■ Opdrachten:
a) Werk de Kamerbrief over fytosanitaire laboratoria bij van "Rechterlijke uitspraak fytosanitaire" tot "hoger beroep mogelijk.". Vervang daarin "minister" door "staatssecretaris" en geef dat deel opnieuw weer.
b) Ga verder met de Kamerbrief over fytosanitaire laboratoria, te beginnen na de laatste zin die er staat.

■ Geciteerde tekst:

===============

Ministerie van Landbouw, Natuur en Voedselkwaliteit

Rechterlijke uitspraak fytosanitaire laboratoria


14 juli 2008 - kamerstuk

Kamerbrief waarin de minister de Kamer informeert over de recente uitspraak betreffende private laboratoria in relatie tot fytosanitair onderzoek. Tegen deze uitspraak is geen hoger beroep mogelijk.

Geachte Voorzitter,

Hierbij wil ik u op de hoogte stellen van een recente rechterlijke uitspraak van het College van Beroep voor het bedrijfsleven betreffende private laboratoria in relatie tot fytosanitair onderzoek.
In mijn brieven van onder meer 13 december 2007 (TK 2007/2008, 31200XIV, nr. 158) en
11 februari 2008 (TK 2007/2008, 31200 XIV, nr. 178) alsmede in het mondelinge overleg daarover is vastgesteld dat de Richtlijn 2000/29/EG (Fytorichtlijn) geen ruimte laat voor betrokkenheid van private, commercieel opererende, laboratoria bij officieel fytosanitair onderzoek.
Op grond van het verzoek van de Europese Commissie om de betrokkenheid van private laboratoria te beëindigen heb ik, na vooraankondigingen daartoe in 2006 en 2007, besloten de aanwijzing van de betreffende private laboratoria als instanties die aardappelmoeheid-vrijverklaringen (AM-vrijverklaringen) mogen afgeven met ingang van
1 juli 2008 in te trekken. Deze intrekkingsbesluiten zijn genomen op 2 augustus 2007. In een specifieke zaak waarin het fytosanitaire onderzoek een hoofdbestanddeel is van de onderneming heeft deze onderneming tegen het intrekkingsbesluit beroep ingesteld bij het College van Beroep voor het bedrijfsleven (CBB). Het CBB heeft in deze zaak op 27 juni jl. uitspraak gedaan. Het CBB heeft vastgesteld dat de overheid terecht heeft geconcludeerd dat de overdracht in Nederland van officiële fytosanitaire taken aan commercieel opererende laboratoria, strijdig is met het communautaire recht (de Fytorichtlijn) en om die reden ongedaan moet worden gemaakt. De intrekking is daarom rechtmatig, aldus de rechter.

===============

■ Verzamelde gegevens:
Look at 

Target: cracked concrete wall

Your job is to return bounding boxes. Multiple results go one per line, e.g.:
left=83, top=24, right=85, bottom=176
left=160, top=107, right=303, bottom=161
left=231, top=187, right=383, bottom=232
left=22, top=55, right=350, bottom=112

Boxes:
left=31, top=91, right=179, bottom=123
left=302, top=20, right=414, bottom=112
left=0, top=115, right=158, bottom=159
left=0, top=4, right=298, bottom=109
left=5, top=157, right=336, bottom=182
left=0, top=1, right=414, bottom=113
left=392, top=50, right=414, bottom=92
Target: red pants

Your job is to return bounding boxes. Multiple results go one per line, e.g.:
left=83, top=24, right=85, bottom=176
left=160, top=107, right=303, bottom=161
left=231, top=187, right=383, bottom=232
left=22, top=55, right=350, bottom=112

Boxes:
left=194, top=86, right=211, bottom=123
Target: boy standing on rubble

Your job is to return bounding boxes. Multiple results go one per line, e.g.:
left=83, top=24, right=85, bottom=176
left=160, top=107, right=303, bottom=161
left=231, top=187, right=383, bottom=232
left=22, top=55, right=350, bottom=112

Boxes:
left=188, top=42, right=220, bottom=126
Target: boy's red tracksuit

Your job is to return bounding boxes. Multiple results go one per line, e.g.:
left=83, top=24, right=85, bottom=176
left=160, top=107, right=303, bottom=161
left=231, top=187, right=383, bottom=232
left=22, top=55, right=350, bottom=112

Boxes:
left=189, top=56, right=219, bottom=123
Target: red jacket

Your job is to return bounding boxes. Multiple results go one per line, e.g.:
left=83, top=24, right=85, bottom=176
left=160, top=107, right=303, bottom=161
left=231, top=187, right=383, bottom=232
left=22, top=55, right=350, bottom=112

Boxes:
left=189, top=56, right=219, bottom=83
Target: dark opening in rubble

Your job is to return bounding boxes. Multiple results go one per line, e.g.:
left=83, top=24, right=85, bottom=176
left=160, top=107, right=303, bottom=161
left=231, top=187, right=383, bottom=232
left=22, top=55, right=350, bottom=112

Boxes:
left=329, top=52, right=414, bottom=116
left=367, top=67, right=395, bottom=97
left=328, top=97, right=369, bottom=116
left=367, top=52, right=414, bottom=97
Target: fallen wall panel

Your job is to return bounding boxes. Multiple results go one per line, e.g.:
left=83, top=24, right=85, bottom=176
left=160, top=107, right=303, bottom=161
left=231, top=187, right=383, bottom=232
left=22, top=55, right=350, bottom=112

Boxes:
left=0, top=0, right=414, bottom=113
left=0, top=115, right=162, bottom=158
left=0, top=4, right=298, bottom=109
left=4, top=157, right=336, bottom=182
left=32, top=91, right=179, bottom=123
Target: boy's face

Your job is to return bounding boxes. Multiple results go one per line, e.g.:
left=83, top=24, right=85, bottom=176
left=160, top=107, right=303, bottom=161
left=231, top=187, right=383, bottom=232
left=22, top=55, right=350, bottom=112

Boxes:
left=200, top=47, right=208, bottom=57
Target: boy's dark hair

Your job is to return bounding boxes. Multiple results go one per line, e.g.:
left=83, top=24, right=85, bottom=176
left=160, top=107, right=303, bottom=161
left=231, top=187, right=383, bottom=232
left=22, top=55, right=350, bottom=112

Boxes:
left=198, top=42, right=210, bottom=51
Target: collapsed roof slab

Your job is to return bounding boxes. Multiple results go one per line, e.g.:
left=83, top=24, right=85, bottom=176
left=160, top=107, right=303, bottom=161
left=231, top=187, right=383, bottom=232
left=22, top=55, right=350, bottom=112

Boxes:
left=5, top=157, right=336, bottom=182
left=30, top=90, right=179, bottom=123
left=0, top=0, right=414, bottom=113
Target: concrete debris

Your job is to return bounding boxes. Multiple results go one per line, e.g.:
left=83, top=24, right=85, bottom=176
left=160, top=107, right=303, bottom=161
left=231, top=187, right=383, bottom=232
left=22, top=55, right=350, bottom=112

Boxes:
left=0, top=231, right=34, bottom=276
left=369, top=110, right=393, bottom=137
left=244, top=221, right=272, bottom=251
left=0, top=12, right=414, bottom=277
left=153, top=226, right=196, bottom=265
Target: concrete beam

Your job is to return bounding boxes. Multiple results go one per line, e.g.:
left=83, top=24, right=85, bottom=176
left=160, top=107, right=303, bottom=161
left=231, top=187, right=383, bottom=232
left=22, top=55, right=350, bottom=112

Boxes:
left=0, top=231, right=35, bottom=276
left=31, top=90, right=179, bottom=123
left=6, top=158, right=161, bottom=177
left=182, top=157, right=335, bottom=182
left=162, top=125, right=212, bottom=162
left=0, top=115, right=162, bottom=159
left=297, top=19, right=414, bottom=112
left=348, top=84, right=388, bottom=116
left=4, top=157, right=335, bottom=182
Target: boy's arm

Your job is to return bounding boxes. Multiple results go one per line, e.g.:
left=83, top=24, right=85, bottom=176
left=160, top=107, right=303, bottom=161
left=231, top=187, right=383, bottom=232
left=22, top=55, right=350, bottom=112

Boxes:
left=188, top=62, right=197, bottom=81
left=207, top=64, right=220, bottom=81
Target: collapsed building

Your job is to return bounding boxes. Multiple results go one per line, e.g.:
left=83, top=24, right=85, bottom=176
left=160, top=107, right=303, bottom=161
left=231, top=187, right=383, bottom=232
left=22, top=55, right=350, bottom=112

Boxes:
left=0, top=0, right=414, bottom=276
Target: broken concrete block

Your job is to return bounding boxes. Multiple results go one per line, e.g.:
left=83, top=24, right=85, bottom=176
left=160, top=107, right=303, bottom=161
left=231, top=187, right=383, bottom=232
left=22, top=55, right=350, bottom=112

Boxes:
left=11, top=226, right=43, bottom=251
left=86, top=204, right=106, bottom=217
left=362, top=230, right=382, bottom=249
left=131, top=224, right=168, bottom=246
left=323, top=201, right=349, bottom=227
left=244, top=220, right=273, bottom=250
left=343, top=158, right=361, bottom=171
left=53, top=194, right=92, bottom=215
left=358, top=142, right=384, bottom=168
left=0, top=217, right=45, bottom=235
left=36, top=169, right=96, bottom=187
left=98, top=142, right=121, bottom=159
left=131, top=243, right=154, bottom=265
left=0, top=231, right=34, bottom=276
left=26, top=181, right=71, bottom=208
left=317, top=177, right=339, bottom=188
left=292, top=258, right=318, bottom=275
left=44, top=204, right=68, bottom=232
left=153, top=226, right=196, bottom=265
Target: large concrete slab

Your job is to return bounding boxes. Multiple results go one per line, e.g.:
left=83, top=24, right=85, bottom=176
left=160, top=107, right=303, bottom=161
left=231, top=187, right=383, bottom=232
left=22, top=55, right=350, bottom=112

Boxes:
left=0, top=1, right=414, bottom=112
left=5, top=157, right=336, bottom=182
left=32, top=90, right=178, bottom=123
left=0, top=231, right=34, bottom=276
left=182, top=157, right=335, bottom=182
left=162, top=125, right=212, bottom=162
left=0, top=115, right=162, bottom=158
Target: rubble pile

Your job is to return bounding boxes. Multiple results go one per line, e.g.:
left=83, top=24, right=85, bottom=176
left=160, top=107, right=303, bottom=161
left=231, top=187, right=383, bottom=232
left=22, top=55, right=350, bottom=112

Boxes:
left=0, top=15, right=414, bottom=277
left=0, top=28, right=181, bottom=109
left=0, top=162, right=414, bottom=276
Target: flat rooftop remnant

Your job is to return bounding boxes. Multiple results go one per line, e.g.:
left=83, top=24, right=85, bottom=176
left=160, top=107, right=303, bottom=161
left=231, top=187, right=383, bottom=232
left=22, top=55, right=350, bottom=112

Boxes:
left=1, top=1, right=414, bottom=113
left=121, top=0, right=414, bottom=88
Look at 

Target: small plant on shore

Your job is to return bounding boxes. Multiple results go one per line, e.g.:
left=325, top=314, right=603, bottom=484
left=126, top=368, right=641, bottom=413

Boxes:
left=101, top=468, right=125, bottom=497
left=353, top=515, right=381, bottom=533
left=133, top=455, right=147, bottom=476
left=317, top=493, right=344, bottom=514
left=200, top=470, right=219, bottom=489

===============

■ Antwoorden:
a)
Rechterlijke uitspraak fytosanitaire laboratoria


14 juli 2008 - kamerstuk

Kamerbrief waarin de staatssecretaris de Kamer informeert over de recente uitspraak betreffende private laboratoria in relatie tot fytosanitair onderzoek. Tegen deze uitspraak is geen hoger beroep mogelijk.

b)
Gelet op de omstandigheden van het geval waaronder het feit dat het fytosanitaire onderzoek een hoofdbestanddeel van de onderneming is, is de rechter verder wel van oordeel dat de onderneming onevenredig is getroffen door de intrekking. Gelet op deze individuele situatie acht de rechter de door de overheid getroffen overgangsperiode dus onvoldoende.
De rechter oordeelt dat de overheid in deze individuele zaak vóór 1 november 2008 een nieuwe intrekkingsbeslissing moet nemen met een intrekkingsdatum die niet vóór
1 juli 2009 mag liggen; tevens zal de overheid in het te nemen besluit duidelijk dienen te maken ter hoogte van welk bedrag de betrokken onderneming, mede met het oog op de continuïteit van haar onderneming, een financiële schadeloosstelling zal worden geboden.
Tegen deze uitspraak is geen hoger beroep mogelijk. Ik beraad mij thans over de verschillende consequenties van deze uitspraak en zal na het zomerreces daarop terugkomen.